HOW THE DOCTRINES OF SIN AND DIVINE MERCY DEHUMANISE AND DEGRADE

Most of us today worry if we are told that we have to be religious to be fully human.  Those who say that usually have a particular religion in mind.  The broader-minded may have Muslims, Jews and Christians in mind for at least they believe in feeding the poor and worshipping a God who is bigger than anything we can imagine.  The Hindus who think that the poor should be ignored for they have bad karma to get through are definitely excluded.

The view that follows is more popular. It is that God designs humans for they are meant to be brave, kind, compassionate and fair is degrading though it does not look it. It calls the person who falls far short of these things less than human. It defines a person not as what they are but as what they ought to be in the eyes of some religion or God or Jesus.

Religion might say it considers all people human? Really? What if you had to throw a bomb to the left or the right and you had a virtuous person on one side and a shameless "sinner" on the other? You would be dehumanising the sinner where it counts most, not in theory but in practice.  You cannot pretend to hate the sin and love the sinner then as if the sinner should be seen apart from the sin, and as a person.

Religion lying about all this dehumanises everybody. Period. It treats us as fools not as persons.
§
Copy out the essay on sin and divine mercy above in full, word for word.

Entries:
§
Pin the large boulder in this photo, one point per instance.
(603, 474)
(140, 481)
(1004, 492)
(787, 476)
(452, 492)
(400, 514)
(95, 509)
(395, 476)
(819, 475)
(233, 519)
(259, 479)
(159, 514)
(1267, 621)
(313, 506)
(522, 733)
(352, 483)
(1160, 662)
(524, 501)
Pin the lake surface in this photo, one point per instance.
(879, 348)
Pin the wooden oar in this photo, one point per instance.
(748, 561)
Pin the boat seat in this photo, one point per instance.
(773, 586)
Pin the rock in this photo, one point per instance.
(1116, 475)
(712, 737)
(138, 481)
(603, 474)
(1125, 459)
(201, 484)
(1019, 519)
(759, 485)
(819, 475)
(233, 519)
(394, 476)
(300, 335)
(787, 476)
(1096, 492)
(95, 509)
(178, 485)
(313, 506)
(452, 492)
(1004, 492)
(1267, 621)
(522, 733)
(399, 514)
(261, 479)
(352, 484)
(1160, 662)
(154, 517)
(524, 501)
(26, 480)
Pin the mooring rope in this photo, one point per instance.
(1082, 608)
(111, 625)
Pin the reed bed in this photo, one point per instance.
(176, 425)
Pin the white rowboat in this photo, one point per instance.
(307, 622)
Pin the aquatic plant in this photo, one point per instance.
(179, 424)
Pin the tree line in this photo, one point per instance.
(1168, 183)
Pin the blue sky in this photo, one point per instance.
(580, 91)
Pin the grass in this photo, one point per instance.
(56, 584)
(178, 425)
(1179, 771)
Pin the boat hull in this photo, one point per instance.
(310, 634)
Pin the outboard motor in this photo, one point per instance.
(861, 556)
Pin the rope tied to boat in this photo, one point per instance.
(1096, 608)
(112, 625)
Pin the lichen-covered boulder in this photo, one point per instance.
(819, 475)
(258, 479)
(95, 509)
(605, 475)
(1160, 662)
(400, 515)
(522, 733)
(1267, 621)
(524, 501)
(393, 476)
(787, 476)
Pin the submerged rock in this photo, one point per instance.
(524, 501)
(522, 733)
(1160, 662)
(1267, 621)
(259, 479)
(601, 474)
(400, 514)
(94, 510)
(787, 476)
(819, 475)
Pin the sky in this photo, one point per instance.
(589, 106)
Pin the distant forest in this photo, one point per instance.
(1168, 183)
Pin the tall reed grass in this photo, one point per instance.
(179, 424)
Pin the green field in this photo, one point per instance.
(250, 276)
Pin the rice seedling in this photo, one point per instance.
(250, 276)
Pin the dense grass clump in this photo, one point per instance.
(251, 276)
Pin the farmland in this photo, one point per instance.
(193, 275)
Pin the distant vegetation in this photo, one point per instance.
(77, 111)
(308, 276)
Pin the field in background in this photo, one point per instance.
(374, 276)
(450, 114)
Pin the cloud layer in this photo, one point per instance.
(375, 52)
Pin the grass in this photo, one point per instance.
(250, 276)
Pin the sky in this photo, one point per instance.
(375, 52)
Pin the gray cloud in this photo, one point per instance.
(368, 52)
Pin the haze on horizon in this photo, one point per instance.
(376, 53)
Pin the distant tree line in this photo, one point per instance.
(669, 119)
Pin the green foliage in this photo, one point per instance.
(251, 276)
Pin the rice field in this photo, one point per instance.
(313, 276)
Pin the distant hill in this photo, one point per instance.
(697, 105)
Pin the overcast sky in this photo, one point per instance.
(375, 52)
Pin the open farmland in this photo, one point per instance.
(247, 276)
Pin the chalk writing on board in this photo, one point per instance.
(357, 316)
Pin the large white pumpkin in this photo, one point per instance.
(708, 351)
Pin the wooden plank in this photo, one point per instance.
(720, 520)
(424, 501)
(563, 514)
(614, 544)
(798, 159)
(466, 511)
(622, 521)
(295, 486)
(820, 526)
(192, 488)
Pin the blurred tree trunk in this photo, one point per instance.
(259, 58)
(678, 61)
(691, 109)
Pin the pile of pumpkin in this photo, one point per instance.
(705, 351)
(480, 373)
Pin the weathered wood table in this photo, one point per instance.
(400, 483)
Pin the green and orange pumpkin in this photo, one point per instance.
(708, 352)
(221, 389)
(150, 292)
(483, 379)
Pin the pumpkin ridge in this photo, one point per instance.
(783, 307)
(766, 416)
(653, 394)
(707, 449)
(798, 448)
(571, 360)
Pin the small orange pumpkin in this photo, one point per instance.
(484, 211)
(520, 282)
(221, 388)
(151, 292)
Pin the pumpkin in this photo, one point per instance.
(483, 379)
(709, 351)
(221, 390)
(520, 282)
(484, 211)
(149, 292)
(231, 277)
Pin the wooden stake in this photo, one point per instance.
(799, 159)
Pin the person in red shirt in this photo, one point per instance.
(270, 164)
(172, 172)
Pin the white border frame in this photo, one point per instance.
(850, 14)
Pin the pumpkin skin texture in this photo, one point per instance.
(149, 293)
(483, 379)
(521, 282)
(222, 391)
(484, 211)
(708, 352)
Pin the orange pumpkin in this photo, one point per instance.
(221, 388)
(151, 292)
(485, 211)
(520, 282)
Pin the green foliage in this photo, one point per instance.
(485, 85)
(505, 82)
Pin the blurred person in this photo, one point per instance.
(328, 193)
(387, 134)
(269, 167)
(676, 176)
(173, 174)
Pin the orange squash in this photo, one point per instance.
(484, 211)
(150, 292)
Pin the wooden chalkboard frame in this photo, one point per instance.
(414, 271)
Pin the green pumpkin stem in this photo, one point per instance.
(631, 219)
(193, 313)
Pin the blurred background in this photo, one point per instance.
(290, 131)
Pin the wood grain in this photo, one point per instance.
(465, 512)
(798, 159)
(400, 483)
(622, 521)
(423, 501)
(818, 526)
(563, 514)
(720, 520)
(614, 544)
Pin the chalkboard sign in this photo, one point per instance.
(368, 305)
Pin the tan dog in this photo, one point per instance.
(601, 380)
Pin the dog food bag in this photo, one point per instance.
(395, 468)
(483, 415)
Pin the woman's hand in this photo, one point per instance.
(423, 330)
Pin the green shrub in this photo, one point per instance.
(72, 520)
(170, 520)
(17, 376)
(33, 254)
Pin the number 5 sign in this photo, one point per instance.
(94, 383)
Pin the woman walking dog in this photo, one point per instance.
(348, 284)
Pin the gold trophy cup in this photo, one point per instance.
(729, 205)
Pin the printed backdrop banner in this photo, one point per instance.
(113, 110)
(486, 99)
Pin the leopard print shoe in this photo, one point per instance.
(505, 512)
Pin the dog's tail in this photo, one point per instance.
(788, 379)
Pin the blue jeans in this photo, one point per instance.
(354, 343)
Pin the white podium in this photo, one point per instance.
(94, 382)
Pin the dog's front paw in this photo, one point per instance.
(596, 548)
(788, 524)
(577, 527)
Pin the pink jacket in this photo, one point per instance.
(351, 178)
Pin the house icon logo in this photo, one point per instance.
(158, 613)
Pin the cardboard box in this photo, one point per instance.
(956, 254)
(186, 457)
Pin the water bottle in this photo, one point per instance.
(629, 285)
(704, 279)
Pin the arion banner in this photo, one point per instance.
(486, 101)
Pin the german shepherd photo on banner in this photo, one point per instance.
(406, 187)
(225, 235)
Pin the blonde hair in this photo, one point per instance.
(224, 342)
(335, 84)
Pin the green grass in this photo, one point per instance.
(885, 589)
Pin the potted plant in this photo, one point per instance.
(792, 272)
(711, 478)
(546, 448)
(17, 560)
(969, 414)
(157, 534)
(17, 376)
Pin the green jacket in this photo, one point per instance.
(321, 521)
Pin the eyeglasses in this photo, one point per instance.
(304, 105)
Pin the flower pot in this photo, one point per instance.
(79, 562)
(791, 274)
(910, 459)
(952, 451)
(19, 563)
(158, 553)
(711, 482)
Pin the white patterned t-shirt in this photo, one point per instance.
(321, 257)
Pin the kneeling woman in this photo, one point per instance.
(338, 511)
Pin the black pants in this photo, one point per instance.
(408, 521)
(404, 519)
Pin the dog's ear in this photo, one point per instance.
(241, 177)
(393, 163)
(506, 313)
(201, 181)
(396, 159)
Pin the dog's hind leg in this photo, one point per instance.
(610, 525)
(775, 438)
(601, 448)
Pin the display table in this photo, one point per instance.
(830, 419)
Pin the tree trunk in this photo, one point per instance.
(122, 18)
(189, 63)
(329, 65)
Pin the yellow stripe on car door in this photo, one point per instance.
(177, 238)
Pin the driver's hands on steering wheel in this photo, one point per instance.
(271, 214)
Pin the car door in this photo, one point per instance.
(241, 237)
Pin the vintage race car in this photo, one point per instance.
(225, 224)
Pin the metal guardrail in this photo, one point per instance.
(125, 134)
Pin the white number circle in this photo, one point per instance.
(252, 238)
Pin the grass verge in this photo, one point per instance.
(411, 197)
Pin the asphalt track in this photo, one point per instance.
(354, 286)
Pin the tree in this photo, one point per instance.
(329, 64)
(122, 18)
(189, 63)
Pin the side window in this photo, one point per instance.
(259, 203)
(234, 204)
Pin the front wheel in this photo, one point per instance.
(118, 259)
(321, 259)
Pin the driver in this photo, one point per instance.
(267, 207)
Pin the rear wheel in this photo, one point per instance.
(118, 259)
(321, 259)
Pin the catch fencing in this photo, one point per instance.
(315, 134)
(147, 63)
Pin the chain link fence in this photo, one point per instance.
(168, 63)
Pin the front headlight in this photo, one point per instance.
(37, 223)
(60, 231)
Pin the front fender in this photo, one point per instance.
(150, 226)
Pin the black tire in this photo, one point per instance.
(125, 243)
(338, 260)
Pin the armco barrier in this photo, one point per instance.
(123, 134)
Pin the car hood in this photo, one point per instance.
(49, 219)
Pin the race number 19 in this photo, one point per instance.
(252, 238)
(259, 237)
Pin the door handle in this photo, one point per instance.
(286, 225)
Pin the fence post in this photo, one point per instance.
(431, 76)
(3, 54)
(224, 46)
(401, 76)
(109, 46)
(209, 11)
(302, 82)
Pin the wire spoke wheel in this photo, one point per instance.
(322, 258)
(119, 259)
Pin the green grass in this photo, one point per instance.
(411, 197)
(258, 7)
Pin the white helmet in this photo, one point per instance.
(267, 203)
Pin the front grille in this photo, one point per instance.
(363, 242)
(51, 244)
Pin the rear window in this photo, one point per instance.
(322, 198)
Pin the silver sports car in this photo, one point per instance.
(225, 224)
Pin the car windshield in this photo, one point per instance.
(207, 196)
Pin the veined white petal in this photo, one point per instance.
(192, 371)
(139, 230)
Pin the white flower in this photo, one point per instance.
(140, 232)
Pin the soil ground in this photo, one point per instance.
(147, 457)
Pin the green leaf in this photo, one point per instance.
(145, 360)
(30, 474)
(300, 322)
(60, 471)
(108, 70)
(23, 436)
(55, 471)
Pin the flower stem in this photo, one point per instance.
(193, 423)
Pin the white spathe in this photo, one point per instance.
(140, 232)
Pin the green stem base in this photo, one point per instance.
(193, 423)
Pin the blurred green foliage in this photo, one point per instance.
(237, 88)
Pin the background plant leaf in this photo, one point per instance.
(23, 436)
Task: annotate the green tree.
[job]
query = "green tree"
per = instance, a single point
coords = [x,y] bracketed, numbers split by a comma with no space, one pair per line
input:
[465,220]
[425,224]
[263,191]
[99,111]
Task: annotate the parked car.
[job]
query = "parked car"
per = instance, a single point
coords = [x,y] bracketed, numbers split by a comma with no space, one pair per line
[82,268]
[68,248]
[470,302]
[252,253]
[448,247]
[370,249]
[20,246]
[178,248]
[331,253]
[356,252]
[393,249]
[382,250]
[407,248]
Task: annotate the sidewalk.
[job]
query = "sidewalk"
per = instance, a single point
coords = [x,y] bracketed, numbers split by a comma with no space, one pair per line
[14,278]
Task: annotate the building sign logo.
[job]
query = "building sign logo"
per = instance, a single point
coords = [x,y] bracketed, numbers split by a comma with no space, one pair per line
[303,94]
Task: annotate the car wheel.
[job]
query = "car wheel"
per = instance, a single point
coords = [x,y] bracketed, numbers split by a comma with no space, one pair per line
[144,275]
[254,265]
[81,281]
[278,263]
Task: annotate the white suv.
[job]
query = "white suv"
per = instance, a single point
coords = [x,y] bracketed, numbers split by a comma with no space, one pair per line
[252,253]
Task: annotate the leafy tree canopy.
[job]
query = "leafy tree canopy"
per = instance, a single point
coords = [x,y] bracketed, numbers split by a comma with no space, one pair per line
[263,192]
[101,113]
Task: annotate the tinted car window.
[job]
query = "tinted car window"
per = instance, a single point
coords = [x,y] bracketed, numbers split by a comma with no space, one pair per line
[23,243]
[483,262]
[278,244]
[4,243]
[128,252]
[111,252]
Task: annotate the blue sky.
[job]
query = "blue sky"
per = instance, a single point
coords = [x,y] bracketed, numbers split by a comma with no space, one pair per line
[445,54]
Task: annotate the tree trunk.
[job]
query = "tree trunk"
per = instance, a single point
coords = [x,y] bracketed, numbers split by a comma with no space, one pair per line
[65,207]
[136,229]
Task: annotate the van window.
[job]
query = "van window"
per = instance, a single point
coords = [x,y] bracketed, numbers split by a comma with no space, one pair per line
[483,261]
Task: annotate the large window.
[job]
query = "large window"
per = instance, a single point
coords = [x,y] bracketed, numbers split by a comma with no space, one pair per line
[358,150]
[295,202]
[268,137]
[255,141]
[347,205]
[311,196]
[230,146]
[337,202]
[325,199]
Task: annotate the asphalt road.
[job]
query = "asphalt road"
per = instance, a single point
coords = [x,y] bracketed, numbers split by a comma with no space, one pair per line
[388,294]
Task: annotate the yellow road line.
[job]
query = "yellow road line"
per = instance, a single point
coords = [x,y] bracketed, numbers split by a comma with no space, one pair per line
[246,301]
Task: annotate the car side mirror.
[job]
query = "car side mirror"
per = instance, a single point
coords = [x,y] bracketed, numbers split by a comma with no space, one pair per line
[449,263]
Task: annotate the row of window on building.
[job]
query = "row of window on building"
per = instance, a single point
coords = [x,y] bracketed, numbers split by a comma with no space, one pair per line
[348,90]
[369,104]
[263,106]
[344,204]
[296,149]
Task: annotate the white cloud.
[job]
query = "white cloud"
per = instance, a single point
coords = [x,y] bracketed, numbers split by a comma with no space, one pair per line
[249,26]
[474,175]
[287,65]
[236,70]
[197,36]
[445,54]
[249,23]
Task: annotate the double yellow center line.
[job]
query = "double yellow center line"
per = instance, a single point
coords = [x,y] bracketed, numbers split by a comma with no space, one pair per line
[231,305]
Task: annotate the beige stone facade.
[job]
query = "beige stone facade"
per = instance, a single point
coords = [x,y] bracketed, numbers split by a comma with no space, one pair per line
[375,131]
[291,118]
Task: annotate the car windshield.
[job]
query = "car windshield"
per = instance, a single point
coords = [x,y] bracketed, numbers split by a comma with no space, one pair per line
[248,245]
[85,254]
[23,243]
§
Full answer:
HOW THE DOCTRINES OF SIN AND DIVINE MERCY DEHUMANISE AND DEGRADE

Most of us today worry if we are told that we have to be religious to be fully human.  Those who say that usually have a particular religion in mind.  The broader-minded may have Muslims, Jews and Christians in mind for at least they believe in feeding the poor and worshipping a God who is bigger than anything we can imagine.  The Hindus who think that the poor should be ignored for they have bad karma to get through are definitely excluded.

The view that follows is more popular. It is that God designs humans for they are meant to be brave, kind, compassionate and fair is degrading though it does not look it. It calls the person who falls far short of these things less than human. It defines a person not as what they are but as what they ought to be in the eyes of some religion or God or Jesus.

Religion might say it considers all people human? Really? What if you had to throw a bomb to the left or the right and you had a virtuous person on one side and a shameless "sinner" on the other? You would be dehumanising the sinner where it counts most, not in theory but in practice.  You cannot pretend to hate the sin and love the sinner then as if the sinner should be seen apart from the sin, and as a person.

Religion lying about all this dehumanises everybody. Period. It treats us as fools not as persons.